**What is expected:** Lay out each line of the records below as a Markdown table with two columns, Row for the row number and Line for the line itself, skipping any blank lines. Omit the pictures.

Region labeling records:
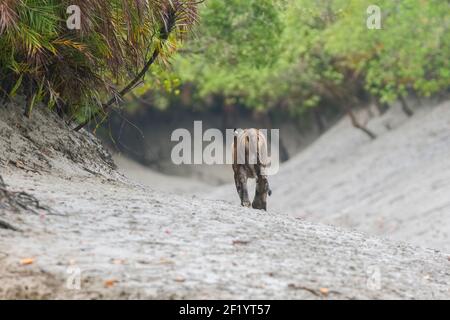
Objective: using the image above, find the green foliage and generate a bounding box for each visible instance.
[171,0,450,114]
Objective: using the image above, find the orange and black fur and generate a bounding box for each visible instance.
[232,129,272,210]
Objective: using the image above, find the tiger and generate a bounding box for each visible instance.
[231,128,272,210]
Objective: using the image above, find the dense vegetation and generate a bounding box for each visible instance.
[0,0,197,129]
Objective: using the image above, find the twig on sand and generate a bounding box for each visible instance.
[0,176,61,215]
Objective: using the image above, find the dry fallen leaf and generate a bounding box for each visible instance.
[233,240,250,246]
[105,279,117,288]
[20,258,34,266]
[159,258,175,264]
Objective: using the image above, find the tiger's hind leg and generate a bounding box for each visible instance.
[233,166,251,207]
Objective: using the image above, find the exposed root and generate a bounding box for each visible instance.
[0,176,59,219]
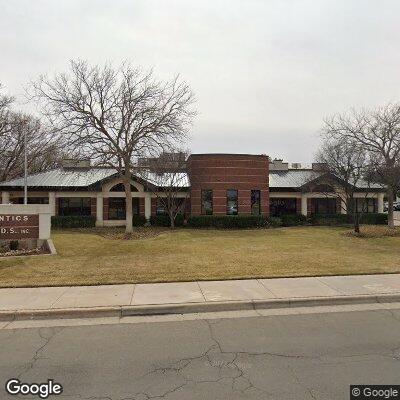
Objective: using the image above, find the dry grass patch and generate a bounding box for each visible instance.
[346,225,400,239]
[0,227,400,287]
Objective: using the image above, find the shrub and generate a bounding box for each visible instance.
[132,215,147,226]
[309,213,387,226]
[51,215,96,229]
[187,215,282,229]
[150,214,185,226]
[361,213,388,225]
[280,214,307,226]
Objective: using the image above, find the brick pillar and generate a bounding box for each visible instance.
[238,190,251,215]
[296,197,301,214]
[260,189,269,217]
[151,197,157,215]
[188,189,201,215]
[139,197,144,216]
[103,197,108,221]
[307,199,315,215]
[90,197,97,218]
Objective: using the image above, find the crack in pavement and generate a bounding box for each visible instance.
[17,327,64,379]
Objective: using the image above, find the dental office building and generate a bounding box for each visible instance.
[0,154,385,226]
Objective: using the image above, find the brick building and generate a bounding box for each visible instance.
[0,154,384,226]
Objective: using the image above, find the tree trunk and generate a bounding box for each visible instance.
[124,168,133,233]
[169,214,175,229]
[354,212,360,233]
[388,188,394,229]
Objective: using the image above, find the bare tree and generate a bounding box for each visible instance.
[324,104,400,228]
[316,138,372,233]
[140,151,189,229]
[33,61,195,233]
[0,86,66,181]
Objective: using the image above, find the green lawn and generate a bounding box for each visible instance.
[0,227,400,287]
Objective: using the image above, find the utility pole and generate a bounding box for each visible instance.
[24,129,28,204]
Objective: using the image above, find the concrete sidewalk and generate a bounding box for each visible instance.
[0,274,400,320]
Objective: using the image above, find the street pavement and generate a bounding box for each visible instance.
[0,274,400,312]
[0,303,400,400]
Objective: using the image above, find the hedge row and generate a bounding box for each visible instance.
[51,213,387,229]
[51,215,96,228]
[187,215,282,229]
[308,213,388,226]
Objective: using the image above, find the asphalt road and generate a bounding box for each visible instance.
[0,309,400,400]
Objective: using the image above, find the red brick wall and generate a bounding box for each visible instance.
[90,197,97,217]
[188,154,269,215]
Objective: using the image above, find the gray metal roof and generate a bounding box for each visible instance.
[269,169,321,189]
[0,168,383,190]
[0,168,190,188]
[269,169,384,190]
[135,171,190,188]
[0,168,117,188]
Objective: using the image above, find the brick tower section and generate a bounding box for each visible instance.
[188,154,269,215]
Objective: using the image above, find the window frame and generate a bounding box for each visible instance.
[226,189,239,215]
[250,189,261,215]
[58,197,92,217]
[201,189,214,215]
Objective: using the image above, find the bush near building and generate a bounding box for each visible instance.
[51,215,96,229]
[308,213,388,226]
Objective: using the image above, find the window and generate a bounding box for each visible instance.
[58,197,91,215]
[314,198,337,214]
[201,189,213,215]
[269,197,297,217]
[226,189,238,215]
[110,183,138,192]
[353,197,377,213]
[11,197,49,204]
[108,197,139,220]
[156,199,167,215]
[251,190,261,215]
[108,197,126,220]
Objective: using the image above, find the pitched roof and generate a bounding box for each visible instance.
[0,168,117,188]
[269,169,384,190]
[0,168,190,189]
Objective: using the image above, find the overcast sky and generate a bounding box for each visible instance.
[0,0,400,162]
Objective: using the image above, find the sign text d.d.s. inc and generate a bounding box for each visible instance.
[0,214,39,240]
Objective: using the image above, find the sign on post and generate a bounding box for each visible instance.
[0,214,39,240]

**Solution to the exercise:**
| Row | Line |
|---|---|
| 1 | Objective: using the image above, find the green foliage and generate a bounding box for each visible instance. |
| 2 | [171,0,450,114] |
| 3 | Objective: using the image above, find the orange and black fur and generate a bounding box for each visible instance. |
| 4 | [232,129,272,210] |
| 5 | Objective: using the image above, find the tiger and generate a bounding box for each visible instance. |
| 6 | [231,128,272,210] |
| 7 | Objective: using the image above, find the dense vegetation and generate a bounding box for each visible instance. |
| 8 | [0,0,197,129] |
| 9 | Objective: using the image above, find the twig on sand and generate a bounding box for each visible instance. |
| 10 | [0,176,61,215] |
| 11 | Objective: using the image above, find the dry fallen leaf and generate a bounding box for each visible instance. |
| 12 | [233,240,250,246] |
| 13 | [105,279,117,288] |
| 14 | [20,258,34,266] |
| 15 | [159,258,175,264] |
| 16 | Objective: using the image above, find the tiger's hind leg and generate a bounding box for each visible instance. |
| 17 | [233,166,251,207] |
| 18 | Objective: using the image above, find the exposed root and generate a bounding box for each visible instance. |
| 19 | [0,176,59,219] |
| 20 | Objective: using the image above, find the dry grass patch and generate a bounding box for each visible instance. |
| 21 | [346,225,400,239] |
| 22 | [0,227,400,287] |
| 23 | Objective: using the image above, find the shrub and generate a bounding box for each visible instance. |
| 24 | [132,215,147,226] |
| 25 | [309,213,387,226] |
| 26 | [51,215,96,229] |
| 27 | [187,215,282,229] |
| 28 | [150,214,185,226] |
| 29 | [361,213,388,225] |
| 30 | [280,214,307,226] |
| 31 | Objective: using the image above, find the brick pillar and generate a bounding box for each visible instance. |
| 32 | [238,190,251,215] |
| 33 | [296,197,301,214] |
| 34 | [260,189,269,217] |
| 35 | [151,197,157,215] |
| 36 | [188,189,201,215] |
| 37 | [139,197,144,216] |
| 38 | [103,197,108,221] |
| 39 | [307,199,315,215] |
| 40 | [90,197,97,218] |
| 41 | Objective: using the image above, find the crack in pavement and generate a bounding box for each visible instance. |
| 42 | [17,327,64,379] |
| 43 | Objective: using the image above, find the dental office building and generate a bounding box for each visible instance. |
| 44 | [0,154,385,226] |
| 45 | Objective: using the image above, find the brick building and generate a bounding box for each visible instance. |
| 46 | [0,154,384,226] |
| 47 | Objective: using the image above, find the tree trunk and generate a bounding box for each visible instance. |
| 48 | [124,168,133,233] |
| 49 | [169,214,175,229] |
| 50 | [354,212,360,233] |
| 51 | [388,188,394,229] |
| 52 | Objective: using the image above, find the bare tree and generate a bounding box for each visible instance. |
| 53 | [324,104,400,228] |
| 54 | [316,138,372,233] |
| 55 | [140,151,189,229] |
| 56 | [33,61,195,233] |
| 57 | [0,86,66,181] |
| 58 | Objective: using the image above, find the green lawn and generate a bounding box for each visible instance. |
| 59 | [0,227,400,287] |
| 60 | Objective: using the image above, find the utility pole and generate a bounding box for each visible instance. |
| 61 | [24,129,28,204] |
| 62 | Objective: using the image above, find the concrete sidewalk and generate a bounding box for each visible instance. |
| 63 | [0,274,400,320] |
| 64 | Objective: using the image above, find the street pavement and generate a bounding box for each visible instance. |
| 65 | [0,274,400,312] |
| 66 | [0,303,400,400] |
| 67 | Objective: using the image above, find the hedge row and generate a bounding box for each visible instance. |
| 68 | [51,213,387,229] |
| 69 | [51,215,96,228] |
| 70 | [187,215,282,229] |
| 71 | [308,213,388,226] |
| 72 | Objective: using the image above, find the asphalt road and generate a bounding box for each visible instance. |
| 73 | [0,309,400,400] |
| 74 | Objective: using the image above, find the red brick wall and generate a bounding box for each visible instance. |
| 75 | [90,197,97,217] |
| 76 | [188,154,269,215] |
| 77 | Objective: using the image above, find the gray metal roof and generate a bounding box for each visible instance. |
| 78 | [269,169,321,189] |
| 79 | [0,168,383,190] |
| 80 | [0,168,190,188] |
| 81 | [269,169,384,190] |
| 82 | [135,171,190,188] |
| 83 | [0,168,117,188] |
| 84 | Objective: using the image above, find the brick tower section and generate a bounding box for each visible instance. |
| 85 | [188,154,269,215] |
| 86 | Objective: using the image above, find the window frame and generate a bounding box for each visible instance. |
| 87 | [226,189,239,215] |
| 88 | [250,189,261,215] |
| 89 | [58,197,92,217] |
| 90 | [201,189,214,215] |
| 91 | Objective: using the image above, find the bush near building and generate a bounding box for each visible instance. |
| 92 | [51,215,96,229] |
| 93 | [308,213,388,226] |
| 94 | Objective: using the image above, find the window and generate a bounding box for each visible instance. |
| 95 | [58,197,91,215] |
| 96 | [314,198,337,214] |
| 97 | [201,189,213,215] |
| 98 | [269,197,297,217] |
| 99 | [226,189,238,215] |
| 100 | [110,183,138,192] |
| 101 | [353,197,377,213] |
| 102 | [11,197,49,204] |
| 103 | [108,197,139,220] |
| 104 | [156,199,167,215] |
| 105 | [251,190,261,215] |
| 106 | [108,197,126,220] |
| 107 | Objective: using the image above, find the pitched roof and generate a bounding box for each visible instance. |
| 108 | [0,168,117,188] |
| 109 | [269,169,384,190] |
| 110 | [0,168,190,189] |
| 111 | Objective: using the image above, find the overcast sky and generate a bounding box for each visible instance. |
| 112 | [0,0,400,162] |
| 113 | Objective: using the image above, find the sign text d.d.s. inc and generate a bounding box for each visible instance. |
| 114 | [0,214,39,240] |
| 115 | Objective: using the image above, find the sign on post and generate a bounding box for each visible instance. |
| 116 | [0,214,39,240] |